What to produce: What you return must be every line from the beginning of the data through the line holding "target: purple flower", unchanged.

Listed entries below:

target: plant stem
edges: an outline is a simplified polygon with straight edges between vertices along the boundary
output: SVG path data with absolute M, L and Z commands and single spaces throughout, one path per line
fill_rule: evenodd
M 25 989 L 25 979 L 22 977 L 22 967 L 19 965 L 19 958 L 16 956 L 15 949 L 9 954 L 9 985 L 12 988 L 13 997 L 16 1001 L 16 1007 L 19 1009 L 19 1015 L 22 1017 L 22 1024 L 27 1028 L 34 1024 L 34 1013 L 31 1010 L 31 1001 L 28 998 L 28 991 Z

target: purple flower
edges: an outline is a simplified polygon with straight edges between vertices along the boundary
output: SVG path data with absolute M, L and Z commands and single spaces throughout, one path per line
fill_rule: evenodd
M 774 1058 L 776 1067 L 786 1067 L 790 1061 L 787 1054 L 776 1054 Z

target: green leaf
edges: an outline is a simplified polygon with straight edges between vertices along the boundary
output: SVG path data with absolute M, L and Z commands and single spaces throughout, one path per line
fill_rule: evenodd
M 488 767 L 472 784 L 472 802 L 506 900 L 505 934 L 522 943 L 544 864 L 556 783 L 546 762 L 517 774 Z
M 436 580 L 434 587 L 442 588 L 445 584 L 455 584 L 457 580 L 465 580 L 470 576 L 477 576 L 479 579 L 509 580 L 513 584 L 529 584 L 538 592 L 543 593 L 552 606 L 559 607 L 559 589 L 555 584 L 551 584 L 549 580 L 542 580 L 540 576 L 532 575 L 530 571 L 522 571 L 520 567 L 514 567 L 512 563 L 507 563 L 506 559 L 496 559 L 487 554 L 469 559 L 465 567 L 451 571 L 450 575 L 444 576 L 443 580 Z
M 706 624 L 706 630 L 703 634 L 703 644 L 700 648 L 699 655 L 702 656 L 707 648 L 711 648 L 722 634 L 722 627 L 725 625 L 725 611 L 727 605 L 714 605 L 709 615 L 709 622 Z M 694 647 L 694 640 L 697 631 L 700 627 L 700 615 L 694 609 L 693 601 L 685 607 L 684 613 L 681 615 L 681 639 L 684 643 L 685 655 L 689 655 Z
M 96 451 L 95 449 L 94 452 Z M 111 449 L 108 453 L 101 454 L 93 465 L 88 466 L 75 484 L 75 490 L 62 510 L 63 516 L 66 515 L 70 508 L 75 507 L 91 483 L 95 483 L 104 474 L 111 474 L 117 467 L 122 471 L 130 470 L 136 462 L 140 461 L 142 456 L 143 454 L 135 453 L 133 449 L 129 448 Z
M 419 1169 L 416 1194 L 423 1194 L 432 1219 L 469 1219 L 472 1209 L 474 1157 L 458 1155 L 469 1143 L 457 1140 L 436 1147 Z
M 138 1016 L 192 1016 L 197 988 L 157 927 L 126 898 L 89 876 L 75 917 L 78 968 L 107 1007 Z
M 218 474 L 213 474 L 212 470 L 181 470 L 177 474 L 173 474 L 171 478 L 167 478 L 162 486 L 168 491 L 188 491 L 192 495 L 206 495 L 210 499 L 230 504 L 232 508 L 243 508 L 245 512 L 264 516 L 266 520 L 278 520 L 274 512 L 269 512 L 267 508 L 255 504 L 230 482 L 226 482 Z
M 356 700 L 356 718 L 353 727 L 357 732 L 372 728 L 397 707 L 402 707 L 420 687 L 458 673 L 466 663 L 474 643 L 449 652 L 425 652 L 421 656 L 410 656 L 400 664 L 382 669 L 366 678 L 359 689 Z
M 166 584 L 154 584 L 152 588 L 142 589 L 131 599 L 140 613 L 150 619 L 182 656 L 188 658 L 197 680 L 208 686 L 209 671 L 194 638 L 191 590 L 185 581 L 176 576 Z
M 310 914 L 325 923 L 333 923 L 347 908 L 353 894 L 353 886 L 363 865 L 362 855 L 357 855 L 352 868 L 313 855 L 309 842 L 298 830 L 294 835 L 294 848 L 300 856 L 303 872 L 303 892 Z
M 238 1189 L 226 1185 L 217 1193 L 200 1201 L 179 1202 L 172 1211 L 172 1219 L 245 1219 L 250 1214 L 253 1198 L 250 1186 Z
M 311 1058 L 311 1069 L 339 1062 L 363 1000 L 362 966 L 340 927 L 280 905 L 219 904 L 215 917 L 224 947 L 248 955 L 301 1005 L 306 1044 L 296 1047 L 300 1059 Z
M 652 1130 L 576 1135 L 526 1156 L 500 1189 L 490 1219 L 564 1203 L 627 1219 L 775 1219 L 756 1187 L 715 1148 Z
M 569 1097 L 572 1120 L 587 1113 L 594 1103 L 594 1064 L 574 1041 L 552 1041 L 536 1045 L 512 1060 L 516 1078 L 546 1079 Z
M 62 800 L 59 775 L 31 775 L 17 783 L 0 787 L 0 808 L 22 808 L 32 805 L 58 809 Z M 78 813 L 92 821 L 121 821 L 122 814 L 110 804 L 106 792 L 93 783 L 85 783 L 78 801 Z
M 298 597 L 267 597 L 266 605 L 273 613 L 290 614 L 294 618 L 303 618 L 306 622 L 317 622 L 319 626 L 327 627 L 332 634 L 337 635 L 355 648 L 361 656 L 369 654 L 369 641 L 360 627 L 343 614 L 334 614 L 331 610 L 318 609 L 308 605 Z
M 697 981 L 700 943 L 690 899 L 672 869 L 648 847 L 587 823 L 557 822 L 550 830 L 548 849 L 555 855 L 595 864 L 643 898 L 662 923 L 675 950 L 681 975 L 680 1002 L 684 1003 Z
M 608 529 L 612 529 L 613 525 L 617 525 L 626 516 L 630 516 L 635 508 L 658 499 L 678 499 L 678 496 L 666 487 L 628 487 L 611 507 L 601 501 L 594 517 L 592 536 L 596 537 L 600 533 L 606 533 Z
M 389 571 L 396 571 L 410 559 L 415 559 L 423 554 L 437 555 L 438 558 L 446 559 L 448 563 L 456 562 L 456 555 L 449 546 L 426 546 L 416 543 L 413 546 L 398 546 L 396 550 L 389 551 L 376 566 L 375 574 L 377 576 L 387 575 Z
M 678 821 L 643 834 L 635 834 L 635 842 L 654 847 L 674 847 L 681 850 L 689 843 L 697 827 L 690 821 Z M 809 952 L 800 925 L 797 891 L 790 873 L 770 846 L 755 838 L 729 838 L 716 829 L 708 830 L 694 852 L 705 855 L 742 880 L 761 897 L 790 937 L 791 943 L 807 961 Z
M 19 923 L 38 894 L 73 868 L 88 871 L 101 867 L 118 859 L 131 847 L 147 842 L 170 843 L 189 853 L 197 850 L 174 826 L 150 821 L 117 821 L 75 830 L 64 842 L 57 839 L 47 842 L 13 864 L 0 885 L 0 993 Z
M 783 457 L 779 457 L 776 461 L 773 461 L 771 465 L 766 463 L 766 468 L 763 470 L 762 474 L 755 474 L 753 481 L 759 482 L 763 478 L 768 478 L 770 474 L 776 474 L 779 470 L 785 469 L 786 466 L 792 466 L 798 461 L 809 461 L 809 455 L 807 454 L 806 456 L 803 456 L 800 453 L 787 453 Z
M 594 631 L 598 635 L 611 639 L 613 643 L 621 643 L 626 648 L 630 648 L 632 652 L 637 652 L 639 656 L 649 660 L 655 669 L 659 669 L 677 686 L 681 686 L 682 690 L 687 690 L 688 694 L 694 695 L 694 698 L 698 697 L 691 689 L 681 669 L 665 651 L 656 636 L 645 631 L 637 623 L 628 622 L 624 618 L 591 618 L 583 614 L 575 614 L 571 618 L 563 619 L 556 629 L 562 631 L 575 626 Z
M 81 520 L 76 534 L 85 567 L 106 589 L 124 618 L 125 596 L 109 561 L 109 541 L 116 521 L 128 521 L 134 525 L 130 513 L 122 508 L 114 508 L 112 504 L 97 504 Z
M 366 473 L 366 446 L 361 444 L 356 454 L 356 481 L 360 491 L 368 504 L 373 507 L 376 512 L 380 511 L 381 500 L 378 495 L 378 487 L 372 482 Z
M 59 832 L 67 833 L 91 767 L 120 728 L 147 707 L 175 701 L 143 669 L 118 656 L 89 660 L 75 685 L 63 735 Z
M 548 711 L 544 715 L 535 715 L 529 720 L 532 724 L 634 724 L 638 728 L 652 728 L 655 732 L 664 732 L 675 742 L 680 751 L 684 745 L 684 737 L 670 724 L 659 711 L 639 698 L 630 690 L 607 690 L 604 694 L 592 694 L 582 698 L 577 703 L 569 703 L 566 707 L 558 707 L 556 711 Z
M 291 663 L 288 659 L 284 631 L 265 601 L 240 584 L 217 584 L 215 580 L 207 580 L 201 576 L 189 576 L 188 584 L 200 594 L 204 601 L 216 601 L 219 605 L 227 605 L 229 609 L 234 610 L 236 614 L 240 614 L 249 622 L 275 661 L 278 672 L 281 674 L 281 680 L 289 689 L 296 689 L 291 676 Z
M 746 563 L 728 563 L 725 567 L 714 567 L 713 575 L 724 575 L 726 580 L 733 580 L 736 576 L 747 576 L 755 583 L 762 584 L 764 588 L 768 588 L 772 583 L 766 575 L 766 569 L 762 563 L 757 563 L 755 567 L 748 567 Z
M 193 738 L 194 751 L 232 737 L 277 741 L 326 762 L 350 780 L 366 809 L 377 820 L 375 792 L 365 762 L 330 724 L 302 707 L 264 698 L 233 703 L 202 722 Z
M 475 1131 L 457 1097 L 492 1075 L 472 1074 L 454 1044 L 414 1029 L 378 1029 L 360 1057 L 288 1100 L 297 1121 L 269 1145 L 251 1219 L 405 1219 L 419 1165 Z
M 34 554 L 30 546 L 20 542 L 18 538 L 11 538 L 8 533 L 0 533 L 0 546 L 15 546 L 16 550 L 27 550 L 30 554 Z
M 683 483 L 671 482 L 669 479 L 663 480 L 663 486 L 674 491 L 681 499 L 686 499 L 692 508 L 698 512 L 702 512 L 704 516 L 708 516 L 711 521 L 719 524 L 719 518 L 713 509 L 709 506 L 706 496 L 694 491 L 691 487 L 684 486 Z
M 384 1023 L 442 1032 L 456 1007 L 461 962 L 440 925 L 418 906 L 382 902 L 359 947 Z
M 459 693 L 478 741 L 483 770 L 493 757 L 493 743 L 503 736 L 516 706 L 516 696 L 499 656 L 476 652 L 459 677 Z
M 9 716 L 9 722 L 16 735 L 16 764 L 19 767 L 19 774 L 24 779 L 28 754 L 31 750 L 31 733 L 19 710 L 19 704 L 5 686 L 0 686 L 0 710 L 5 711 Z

End of Listed entries.

Answer space:
target: plant stem
edges: an outline is a simplified polygon with straight edges between vertices along the boundary
output: SVG path data with absolute M, L and Z commands and single spaces throughout, one path per line
fill_rule: evenodd
M 25 989 L 25 979 L 22 977 L 22 967 L 19 965 L 19 958 L 16 956 L 15 949 L 9 954 L 9 985 L 12 988 L 13 997 L 16 1001 L 16 1007 L 19 1009 L 19 1015 L 22 1017 L 22 1024 L 27 1028 L 34 1024 L 34 1013 L 31 1010 L 31 1001 L 28 998 L 28 991 Z

target: purple flower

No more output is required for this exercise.